_Work instructions_.
Rewrite everything from the line containing "line as [140,345]." down to the end of the entries, with both ends included. Multiply every coordinate in the answers by 2.1 and round to whole numbers with halves rounding up, leaving the request lines and their format samples unchanged.

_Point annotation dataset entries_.
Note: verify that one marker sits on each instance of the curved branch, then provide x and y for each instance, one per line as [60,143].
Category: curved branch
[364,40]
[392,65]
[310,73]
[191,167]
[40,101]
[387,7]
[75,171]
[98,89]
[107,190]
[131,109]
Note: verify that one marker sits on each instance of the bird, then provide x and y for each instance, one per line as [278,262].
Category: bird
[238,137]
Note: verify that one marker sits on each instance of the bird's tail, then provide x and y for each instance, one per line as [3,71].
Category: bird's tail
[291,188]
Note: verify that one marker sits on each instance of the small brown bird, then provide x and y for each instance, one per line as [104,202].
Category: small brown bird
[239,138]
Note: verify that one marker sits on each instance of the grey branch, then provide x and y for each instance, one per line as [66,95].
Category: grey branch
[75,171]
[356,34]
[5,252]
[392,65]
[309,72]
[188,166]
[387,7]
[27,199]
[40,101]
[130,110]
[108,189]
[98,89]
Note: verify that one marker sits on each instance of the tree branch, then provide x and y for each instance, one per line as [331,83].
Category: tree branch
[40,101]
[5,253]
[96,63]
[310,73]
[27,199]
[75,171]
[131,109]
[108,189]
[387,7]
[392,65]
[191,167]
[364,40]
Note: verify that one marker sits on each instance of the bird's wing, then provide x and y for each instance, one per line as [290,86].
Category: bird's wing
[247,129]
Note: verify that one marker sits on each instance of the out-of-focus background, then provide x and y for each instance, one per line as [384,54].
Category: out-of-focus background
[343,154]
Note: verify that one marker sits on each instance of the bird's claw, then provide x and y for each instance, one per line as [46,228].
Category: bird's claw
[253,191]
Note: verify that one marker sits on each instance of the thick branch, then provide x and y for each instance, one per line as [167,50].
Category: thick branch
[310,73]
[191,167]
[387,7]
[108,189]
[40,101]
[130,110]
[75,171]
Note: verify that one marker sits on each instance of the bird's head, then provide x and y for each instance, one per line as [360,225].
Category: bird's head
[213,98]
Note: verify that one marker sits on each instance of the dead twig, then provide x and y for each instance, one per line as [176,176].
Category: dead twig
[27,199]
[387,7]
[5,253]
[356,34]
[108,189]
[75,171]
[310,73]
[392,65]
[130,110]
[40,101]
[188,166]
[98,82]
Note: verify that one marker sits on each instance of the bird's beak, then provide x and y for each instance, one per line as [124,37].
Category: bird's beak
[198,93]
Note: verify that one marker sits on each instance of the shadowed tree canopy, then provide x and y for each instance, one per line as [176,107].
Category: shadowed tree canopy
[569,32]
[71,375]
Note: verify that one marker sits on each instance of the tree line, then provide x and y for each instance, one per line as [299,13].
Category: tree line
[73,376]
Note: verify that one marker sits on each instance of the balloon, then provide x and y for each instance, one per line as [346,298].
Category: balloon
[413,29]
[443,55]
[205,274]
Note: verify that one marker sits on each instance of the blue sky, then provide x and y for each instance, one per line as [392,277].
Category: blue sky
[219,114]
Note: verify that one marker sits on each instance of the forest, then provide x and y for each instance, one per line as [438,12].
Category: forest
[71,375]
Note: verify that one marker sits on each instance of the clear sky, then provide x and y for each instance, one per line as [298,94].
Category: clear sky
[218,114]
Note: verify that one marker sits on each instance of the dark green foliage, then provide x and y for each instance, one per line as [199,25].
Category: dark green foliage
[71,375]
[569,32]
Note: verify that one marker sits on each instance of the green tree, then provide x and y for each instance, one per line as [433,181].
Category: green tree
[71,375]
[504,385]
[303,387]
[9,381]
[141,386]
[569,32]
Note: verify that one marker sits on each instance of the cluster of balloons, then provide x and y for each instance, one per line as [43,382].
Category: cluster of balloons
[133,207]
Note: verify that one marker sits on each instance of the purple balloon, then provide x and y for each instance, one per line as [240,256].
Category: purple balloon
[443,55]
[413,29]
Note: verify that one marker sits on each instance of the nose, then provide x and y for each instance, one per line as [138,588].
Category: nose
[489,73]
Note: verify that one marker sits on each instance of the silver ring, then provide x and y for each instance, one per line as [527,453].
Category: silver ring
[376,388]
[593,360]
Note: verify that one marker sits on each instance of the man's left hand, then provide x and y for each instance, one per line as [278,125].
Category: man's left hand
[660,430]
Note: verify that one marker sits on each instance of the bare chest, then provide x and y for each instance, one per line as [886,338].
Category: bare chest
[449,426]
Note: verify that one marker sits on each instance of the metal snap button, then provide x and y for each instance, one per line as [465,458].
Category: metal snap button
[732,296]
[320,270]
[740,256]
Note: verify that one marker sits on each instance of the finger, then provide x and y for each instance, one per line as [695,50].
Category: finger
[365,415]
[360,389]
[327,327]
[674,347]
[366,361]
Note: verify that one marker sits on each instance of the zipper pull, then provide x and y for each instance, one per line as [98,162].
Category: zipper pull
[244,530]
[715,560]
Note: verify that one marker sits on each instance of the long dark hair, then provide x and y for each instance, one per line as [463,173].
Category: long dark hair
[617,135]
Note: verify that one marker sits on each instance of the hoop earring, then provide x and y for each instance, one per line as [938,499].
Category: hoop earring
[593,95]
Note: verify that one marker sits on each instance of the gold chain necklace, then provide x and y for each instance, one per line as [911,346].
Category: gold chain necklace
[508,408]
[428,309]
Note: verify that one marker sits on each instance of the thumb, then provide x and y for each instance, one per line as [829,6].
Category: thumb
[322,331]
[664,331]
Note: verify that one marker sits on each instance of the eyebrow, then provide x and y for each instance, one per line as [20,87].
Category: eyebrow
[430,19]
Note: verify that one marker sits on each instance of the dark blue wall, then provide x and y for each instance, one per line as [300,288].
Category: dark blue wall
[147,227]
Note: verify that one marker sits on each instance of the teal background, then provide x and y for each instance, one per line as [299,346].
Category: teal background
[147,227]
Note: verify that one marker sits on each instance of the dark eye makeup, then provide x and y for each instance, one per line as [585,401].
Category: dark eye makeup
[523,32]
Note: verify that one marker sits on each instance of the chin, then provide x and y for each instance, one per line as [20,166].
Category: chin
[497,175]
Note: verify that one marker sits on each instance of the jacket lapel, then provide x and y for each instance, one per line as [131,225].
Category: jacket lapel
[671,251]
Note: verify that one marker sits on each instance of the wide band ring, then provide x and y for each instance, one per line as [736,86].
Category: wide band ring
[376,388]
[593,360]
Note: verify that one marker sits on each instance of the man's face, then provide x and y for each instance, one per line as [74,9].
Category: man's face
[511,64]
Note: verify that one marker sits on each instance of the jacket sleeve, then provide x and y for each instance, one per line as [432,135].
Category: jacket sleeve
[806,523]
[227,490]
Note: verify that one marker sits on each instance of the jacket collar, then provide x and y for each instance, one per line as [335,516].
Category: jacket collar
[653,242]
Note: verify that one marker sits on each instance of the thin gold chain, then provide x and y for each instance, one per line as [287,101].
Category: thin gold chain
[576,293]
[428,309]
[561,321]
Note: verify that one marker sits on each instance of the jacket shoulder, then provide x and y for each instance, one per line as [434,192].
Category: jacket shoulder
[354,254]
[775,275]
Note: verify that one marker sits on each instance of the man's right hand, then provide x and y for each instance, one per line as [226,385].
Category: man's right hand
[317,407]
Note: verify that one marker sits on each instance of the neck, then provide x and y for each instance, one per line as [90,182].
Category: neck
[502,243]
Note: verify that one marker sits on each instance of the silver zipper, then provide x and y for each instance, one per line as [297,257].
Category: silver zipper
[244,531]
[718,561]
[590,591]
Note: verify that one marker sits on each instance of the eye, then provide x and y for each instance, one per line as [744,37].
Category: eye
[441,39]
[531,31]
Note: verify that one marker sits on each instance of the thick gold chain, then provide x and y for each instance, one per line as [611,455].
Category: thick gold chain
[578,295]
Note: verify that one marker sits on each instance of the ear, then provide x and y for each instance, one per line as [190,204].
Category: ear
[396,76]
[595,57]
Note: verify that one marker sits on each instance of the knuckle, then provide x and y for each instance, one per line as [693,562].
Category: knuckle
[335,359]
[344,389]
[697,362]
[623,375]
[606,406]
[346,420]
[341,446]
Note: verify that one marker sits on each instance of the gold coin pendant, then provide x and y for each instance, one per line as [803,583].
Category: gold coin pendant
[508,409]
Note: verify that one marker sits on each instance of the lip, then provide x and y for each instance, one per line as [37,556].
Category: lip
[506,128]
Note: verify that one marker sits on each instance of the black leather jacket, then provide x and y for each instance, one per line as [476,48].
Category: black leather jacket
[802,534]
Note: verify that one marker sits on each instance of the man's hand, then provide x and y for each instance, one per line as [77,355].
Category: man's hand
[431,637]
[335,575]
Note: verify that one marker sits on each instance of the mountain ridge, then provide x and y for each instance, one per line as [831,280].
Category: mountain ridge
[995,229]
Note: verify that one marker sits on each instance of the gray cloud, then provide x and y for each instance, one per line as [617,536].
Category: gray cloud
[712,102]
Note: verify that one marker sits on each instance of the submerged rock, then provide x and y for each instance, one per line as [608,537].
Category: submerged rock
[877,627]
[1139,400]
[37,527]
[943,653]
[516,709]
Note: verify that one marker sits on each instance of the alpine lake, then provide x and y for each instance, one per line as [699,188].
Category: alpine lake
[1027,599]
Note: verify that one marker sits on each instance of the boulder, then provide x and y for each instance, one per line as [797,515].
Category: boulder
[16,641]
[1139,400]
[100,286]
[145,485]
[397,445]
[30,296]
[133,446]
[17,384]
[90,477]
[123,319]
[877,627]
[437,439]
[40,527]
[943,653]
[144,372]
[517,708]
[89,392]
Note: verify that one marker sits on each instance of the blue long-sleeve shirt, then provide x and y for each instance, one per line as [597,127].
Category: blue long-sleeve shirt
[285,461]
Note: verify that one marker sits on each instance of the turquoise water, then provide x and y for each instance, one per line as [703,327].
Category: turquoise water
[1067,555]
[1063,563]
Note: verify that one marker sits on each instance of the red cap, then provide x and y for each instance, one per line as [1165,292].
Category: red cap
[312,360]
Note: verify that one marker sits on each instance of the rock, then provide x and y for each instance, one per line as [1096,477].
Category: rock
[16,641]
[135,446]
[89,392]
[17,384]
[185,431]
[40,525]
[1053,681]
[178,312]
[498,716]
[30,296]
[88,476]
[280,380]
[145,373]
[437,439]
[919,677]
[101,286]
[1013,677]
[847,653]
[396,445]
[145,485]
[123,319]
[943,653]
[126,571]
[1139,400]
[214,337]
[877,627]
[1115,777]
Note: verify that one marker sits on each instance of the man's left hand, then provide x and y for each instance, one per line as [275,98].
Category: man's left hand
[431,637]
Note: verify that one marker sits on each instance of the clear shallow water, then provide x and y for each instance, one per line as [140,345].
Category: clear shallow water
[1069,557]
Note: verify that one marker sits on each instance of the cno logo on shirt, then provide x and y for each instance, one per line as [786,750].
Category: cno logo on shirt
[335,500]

_Solution for this problem_.
Note: verify that one marker sits on each instance of the clear shallow water, then provide x and y for each instance, one per line as [140,345].
Category: clear shallow water
[2245,1170]
Note: verify that one marker sits on each instance of the cno logo on shirt, then provide x and y for each instance, one per line as [786,750].
Category: cno logo on shirt
[704,1050]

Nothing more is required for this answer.